[Records shown Boundary: Start]

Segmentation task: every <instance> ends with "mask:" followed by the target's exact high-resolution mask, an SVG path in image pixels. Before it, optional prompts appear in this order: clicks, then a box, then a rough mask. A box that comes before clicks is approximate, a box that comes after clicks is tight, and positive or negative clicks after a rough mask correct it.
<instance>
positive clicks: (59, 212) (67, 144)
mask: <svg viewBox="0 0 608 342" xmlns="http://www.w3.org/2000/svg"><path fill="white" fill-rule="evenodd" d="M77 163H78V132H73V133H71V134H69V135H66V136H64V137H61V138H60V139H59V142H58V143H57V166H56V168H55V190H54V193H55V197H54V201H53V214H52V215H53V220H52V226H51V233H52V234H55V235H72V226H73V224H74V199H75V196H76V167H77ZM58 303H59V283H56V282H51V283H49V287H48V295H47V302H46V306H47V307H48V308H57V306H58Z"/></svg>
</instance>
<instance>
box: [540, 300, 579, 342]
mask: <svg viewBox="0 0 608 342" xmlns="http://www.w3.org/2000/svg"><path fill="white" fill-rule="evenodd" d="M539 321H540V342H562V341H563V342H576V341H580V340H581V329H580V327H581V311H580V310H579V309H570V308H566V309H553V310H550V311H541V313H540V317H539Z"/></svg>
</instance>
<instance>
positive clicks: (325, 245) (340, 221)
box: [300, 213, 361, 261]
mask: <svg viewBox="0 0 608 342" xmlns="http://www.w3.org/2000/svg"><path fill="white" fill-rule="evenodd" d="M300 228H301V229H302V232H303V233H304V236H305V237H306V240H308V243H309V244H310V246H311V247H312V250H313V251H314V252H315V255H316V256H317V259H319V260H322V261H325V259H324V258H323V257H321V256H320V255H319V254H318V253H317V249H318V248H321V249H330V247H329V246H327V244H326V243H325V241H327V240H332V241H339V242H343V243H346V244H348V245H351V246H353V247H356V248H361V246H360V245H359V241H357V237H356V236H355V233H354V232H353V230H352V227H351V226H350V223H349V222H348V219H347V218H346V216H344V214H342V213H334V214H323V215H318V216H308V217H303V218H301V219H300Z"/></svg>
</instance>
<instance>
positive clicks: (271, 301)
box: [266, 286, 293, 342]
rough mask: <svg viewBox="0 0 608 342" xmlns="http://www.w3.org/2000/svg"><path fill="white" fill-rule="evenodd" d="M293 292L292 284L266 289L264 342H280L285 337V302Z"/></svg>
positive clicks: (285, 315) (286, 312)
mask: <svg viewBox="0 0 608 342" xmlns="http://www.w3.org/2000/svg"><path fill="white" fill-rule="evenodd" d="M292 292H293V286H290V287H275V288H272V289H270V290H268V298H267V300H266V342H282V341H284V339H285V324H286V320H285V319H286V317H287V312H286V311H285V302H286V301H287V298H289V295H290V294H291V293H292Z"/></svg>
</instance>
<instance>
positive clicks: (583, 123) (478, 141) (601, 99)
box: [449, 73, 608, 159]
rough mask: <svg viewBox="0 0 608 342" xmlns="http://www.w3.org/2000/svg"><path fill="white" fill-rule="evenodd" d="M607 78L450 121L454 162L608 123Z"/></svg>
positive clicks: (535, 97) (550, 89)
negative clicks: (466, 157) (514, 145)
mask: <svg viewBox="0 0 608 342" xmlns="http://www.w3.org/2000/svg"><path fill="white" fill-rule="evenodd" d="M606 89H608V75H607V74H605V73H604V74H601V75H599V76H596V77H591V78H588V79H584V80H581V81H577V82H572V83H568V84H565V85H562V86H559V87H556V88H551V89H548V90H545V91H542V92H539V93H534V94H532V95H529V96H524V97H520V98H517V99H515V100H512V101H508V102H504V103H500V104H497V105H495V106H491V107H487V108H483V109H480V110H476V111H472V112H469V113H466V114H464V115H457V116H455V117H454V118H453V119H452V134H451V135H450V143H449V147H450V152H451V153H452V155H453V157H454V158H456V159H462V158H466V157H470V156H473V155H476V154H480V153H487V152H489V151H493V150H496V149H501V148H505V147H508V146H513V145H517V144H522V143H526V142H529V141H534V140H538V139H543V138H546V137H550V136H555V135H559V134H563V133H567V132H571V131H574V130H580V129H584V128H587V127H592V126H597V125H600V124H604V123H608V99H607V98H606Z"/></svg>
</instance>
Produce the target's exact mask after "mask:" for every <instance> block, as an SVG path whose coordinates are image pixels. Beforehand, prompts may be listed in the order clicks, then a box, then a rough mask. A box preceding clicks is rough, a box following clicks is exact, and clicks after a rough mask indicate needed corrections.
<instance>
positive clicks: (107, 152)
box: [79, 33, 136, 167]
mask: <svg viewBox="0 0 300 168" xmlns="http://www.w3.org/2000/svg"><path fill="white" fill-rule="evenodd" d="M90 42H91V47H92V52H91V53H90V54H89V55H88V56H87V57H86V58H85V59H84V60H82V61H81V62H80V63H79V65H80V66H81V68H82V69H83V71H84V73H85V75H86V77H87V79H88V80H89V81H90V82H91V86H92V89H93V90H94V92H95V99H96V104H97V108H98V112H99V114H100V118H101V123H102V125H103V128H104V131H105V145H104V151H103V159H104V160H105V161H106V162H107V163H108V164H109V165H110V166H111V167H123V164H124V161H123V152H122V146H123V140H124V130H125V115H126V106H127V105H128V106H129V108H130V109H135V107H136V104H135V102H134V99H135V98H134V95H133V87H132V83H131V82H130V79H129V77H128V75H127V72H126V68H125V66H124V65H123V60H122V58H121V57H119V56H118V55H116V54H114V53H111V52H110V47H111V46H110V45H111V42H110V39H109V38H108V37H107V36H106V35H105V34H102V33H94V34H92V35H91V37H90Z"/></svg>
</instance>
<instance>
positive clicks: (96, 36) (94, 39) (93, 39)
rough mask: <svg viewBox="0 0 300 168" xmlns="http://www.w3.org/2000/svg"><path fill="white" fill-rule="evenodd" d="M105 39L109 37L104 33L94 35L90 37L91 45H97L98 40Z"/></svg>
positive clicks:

[Records shown Boundary: End]

### Required work
What is wanted is every line above, written out exactly.

### Result of the task
Segmentation task: every <instance> ends with "mask:" followed by the target's exact high-resolution mask, an SVG path in image pixels. Before it, optional prompts appear in this order: clicks, then a box, then a rough mask. A box that comes before clicks is approximate, a box that comes after clicks is tight, and positive or negative clicks after a rough mask correct it.
<instance>
positive clicks: (59, 212) (67, 144)
mask: <svg viewBox="0 0 608 342" xmlns="http://www.w3.org/2000/svg"><path fill="white" fill-rule="evenodd" d="M77 163H78V132H73V133H71V134H69V135H66V136H64V137H61V138H60V139H59V142H58V143H57V166H56V168H55V190H54V193H55V197H54V201H53V214H52V215H53V220H52V226H51V233H52V234H55V235H72V226H73V224H74V199H75V196H76V167H77ZM58 303H59V283H56V282H51V283H49V287H48V295H47V302H46V306H47V307H48V308H57V306H58Z"/></svg>
</instance>
<instance>
box: [540, 300, 579, 342]
mask: <svg viewBox="0 0 608 342" xmlns="http://www.w3.org/2000/svg"><path fill="white" fill-rule="evenodd" d="M539 321H540V342H562V341H563V342H576V341H580V340H581V329H580V327H581V311H580V310H579V309H570V308H566V309H553V310H550V311H541V313H540V317H539Z"/></svg>
</instance>
<instance>
positive clicks: (325, 245) (340, 221)
box: [300, 213, 361, 261]
mask: <svg viewBox="0 0 608 342" xmlns="http://www.w3.org/2000/svg"><path fill="white" fill-rule="evenodd" d="M300 228H301V229H302V232H303V233H304V236H305V237H306V240H308V243H309V244H310V246H311V247H312V250H313V251H314V252H315V255H316V256H317V259H319V260H322V261H325V259H324V258H323V257H321V256H320V255H319V254H318V253H317V249H318V248H321V249H330V247H329V246H327V244H326V243H325V241H327V240H332V241H339V242H343V243H346V244H348V245H351V246H353V247H356V248H361V246H360V245H359V241H357V237H356V236H355V233H354V232H353V230H352V227H351V226H350V223H349V222H348V219H347V218H346V216H344V214H342V213H334V214H323V215H318V216H308V217H303V218H301V219H300Z"/></svg>
</instance>
<instance>
positive clicks: (271, 301)
box: [266, 286, 293, 342]
rough mask: <svg viewBox="0 0 608 342" xmlns="http://www.w3.org/2000/svg"><path fill="white" fill-rule="evenodd" d="M293 292L292 284L266 289L264 342H280L285 337V302Z"/></svg>
positive clicks: (285, 315) (286, 312)
mask: <svg viewBox="0 0 608 342" xmlns="http://www.w3.org/2000/svg"><path fill="white" fill-rule="evenodd" d="M292 292H293V286H290V287H275V288H272V289H270V290H268V298H267V300H266V342H282V341H284V339H285V324H286V320H285V319H286V317H287V312H286V311H285V302H286V301H287V298H289V295H290V294H291V293H292Z"/></svg>
</instance>
<instance>
positive clicks: (583, 123) (478, 141) (601, 99)
box: [449, 73, 608, 159]
rough mask: <svg viewBox="0 0 608 342" xmlns="http://www.w3.org/2000/svg"><path fill="white" fill-rule="evenodd" d="M607 78L450 121L454 162L608 123Z"/></svg>
positive clicks: (535, 97) (550, 89)
negative clicks: (466, 157) (514, 145)
mask: <svg viewBox="0 0 608 342" xmlns="http://www.w3.org/2000/svg"><path fill="white" fill-rule="evenodd" d="M606 89H608V75H607V74H605V73H604V74H601V75H599V76H596V77H591V78H588V79H584V80H581V81H577V82H572V83H568V84H565V85H562V86H559V87H556V88H551V89H548V90H545V91H542V92H539V93H534V94H532V95H529V96H524V97H520V98H517V99H515V100H512V101H508V102H504V103H500V104H497V105H495V106H491V107H487V108H483V109H480V110H476V111H472V112H469V113H466V114H464V115H457V116H455V117H454V118H453V119H452V134H451V135H450V143H449V147H450V152H451V153H452V155H453V157H454V158H456V159H462V158H466V157H470V156H473V155H476V154H480V153H487V152H489V151H493V150H496V149H501V148H505V147H508V146H513V145H517V144H522V143H526V142H529V141H534V140H538V139H543V138H546V137H550V136H555V135H559V134H563V133H567V132H571V131H574V130H580V129H584V128H587V127H592V126H597V125H600V124H604V123H608V99H607V98H606Z"/></svg>
</instance>
Produce the target's exact mask after "mask:" for every <instance> block, as an SVG path whose coordinates are image pixels. Beforehand, prompts may be listed in the order clicks, then a box, then a rough mask. A box preceding clicks is rough, a box following clicks is exact, and clicks after a rough mask indicate needed corrections.
<instance>
positive clicks: (107, 152)
box: [79, 33, 136, 167]
mask: <svg viewBox="0 0 300 168" xmlns="http://www.w3.org/2000/svg"><path fill="white" fill-rule="evenodd" d="M90 42H91V47H92V52H91V53H90V54H89V55H88V56H87V57H86V58H85V59H84V60H82V61H81V62H80V63H79V65H80V66H81V68H82V69H83V71H84V73H85V75H86V77H87V79H88V80H89V81H90V82H91V86H92V89H93V90H94V92H95V99H96V104H97V108H98V112H99V114H100V118H101V123H102V125H103V128H104V131H105V145H104V151H103V159H104V160H105V161H106V162H107V163H108V164H109V165H110V166H111V167H123V164H124V161H123V152H122V146H123V140H124V130H125V115H126V106H127V105H128V106H129V108H130V109H135V107H136V104H135V102H134V99H135V98H134V95H133V87H132V83H131V82H130V79H129V77H128V75H127V72H126V68H125V66H124V65H123V60H122V58H121V57H119V56H118V55H116V54H114V53H111V52H110V47H111V46H110V45H111V42H110V39H109V38H108V37H107V36H106V35H105V34H102V33H94V34H92V35H91V37H90Z"/></svg>
</instance>
<instance>
positive clicks: (96, 36) (94, 39) (93, 39)
rough mask: <svg viewBox="0 0 300 168" xmlns="http://www.w3.org/2000/svg"><path fill="white" fill-rule="evenodd" d="M105 39L109 37L104 33L94 35L90 37L91 45H97L98 40Z"/></svg>
positive clicks:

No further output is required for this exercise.